#### Problem to work on:
Render every line of the listing below as a numbered list, omitting blank lines. Leave the picture out of your answer.

#### Entries provided:
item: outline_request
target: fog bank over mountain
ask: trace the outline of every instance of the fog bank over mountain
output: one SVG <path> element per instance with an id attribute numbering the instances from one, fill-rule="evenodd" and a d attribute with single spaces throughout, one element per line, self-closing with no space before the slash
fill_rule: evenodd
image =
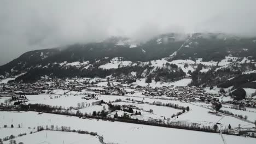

#### Result for this task:
1. item: outline_request
2. target: fog bank over mountain
3. ask: trace the outline of every instance of the fog bank over mountain
4. output: one SVG <path> element per instance with an id attribute numbering the instances from one, fill-rule="evenodd" and a d attribute with single spaces throughout, one element per line, self-closing with no space before the slash
5. fill_rule: evenodd
6. image =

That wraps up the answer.